Return everything from "Azure SQL Database originally" down to "a given application." in the Azure SQL reservation note below, copied word for word.

DOCUMENT SEGMENT:
** Begin **
Azure SQL DB Design Note: Choosing the Right Database Reservation Size
Published Sep 24 2019 10:05 AM 9,710 Views

Azure SQL Database originally started off with very simple options – you could pick between two database sizes (1GB and 5GB).   This was a packaged version of SQL Server with a number of features built-in (backups, high-availability), but it did not have the degrees of flexibility you see in on-premises environments where you could pick any hardware you wanted on which to run your database. Over the years, Azure SQL Database has evolved at a seemingly increasing rate with a plethora of new purchase models and options. This blog post outlines the advice the SQL team gives to customers when choosing what tier to use so customers can understand how to pick the right reservation size to best address the needs of a given application.
** End **
SUPPLIED MATERIAL:
** Begin **
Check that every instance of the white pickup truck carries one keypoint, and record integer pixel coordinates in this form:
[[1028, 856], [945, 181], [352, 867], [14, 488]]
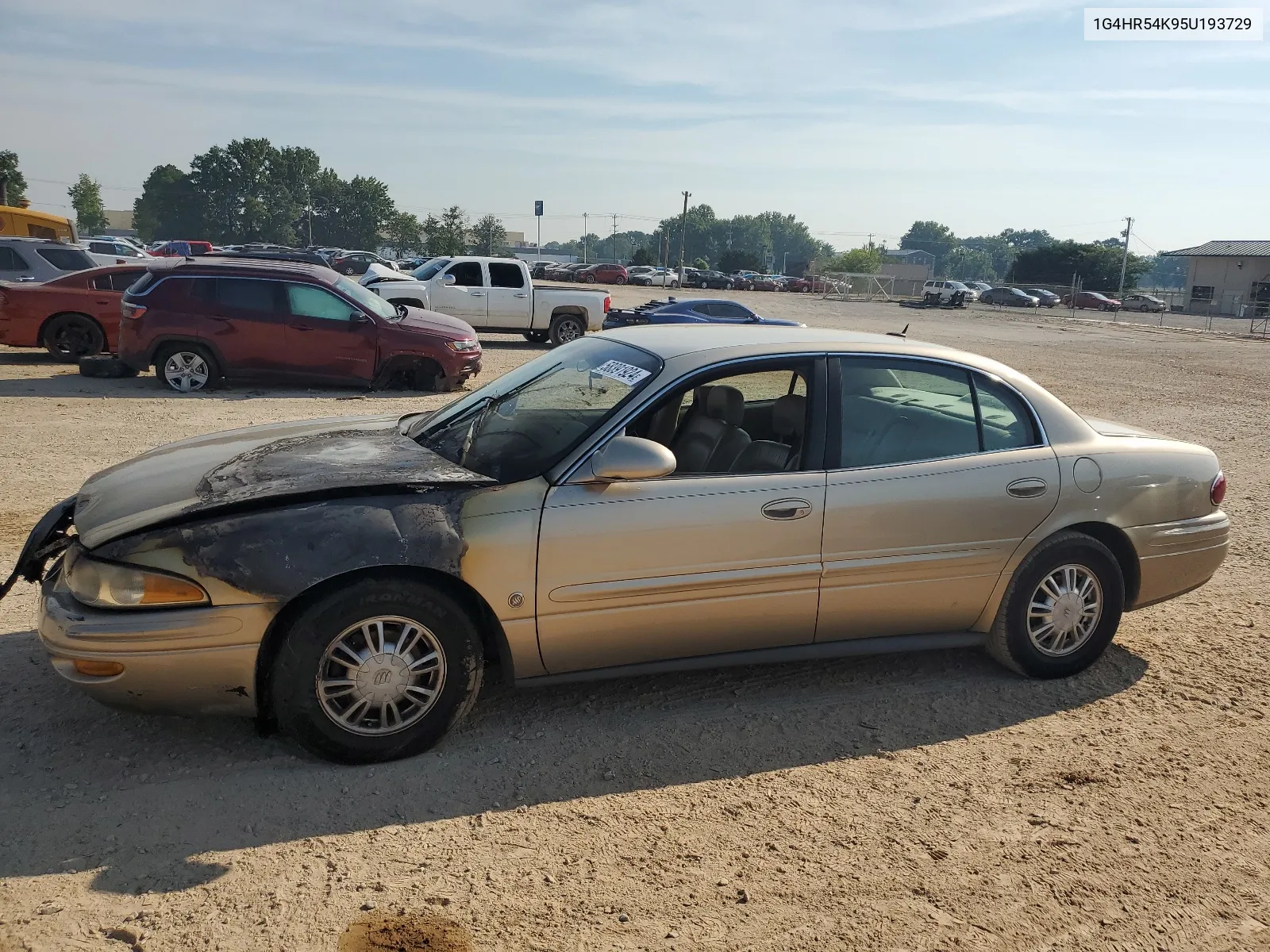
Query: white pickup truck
[[493, 295]]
** End **
FINAL RESULT:
Azure SQL Database originally started off with very simple options – you could pick between two database sizes (1GB and 5GB).   This was a packaged version of SQL Server with a number of features built-in (backups, high-availability), but it did not have the degrees of flexibility you see in on-premises environments where you could pick any hardware you wanted on which to run your database. Over the years, Azure SQL Database has evolved at a seemingly increasing rate with a plethora of new purchase models and options. This blog post outlines the advice the SQL team gives to customers when choosing what tier to use so customers can understand how to pick the right reservation size to best address the needs of a given application.